• DOCUMENT SEGMENT:
Tuesday, September 29, 2009

Babes in the Woods

We return to the Silly Symphonies today, and also return to color, after the brief detour into black and white for Bugs in Love. It’s also a return to fairy tales, as Babes in the Woods, today’s short, is a retelling of Hansel and Gretel, with some added twists.

The short uses a framing sequence, which is something new for the Silly Symphonies. We are greeted by a scene of Witch Rock, a very idyllic scene as nature frolics around the rock while a singer expounds on the scene. We are told that we will learn how this rock came to be, and that is what the story is about.

The meat of the short is driven by the titular babes in the woods, who are Hansel and Gretel, even if they are not named. They are weak character designs, in my opinion, with mere dark circles for eyes and mouth, similar to the mermaids in King Neptune. This limits their facial expressions, which is critical to human characters. Despite that, some great visual gags of having animals form scary faces on the trees and ground get the point across that they are terrified of being in the woods.

• DATASET CONTENT:

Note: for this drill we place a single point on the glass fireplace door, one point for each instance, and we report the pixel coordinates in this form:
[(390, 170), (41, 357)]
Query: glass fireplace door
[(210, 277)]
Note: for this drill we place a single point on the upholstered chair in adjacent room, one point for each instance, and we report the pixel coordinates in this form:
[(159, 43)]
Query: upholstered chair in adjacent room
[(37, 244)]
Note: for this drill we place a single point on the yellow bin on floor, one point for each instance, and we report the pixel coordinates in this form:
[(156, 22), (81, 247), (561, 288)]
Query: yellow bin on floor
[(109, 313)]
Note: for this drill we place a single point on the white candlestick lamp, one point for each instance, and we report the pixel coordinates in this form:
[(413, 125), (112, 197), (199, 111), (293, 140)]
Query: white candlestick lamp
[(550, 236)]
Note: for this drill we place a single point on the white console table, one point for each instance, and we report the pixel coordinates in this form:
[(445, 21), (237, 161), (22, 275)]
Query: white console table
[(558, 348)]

• EXERCISE INSTRUCTIONS:
Return the Babes in the Woods review from above word for word, in full.

• FULL OUTPUT:
Tuesday, September 29, 2009

Babes in the Woods

We return to the Silly Symphonies today, and also return to color, after the brief detour into black and white for Bugs in Love. It’s also a return to fairy tales, as Babes in the Woods, today’s short, is a retelling of Hansel and Gretel, with some added twists.

The short uses a framing sequence, which is something new for the Silly Symphonies. We are greeted by a scene of Witch Rock, a very idyllic scene as nature frolics around the rock while a singer expounds on the scene. We are told that we will learn how this rock came to be, and that is what the story is about.

The meat of the short is driven by the titular babes in the woods, who are Hansel and Gretel, even if they are not named. They are weak character designs, in my opinion, with mere dark circles for eyes and mouth, similar to the mermaids in King Neptune. This limits their facial expressions, which is critical to human characters. Despite that, some great visual gags of having animals form scary faces on the trees and ground get the point across that they are terrified of being in the woods.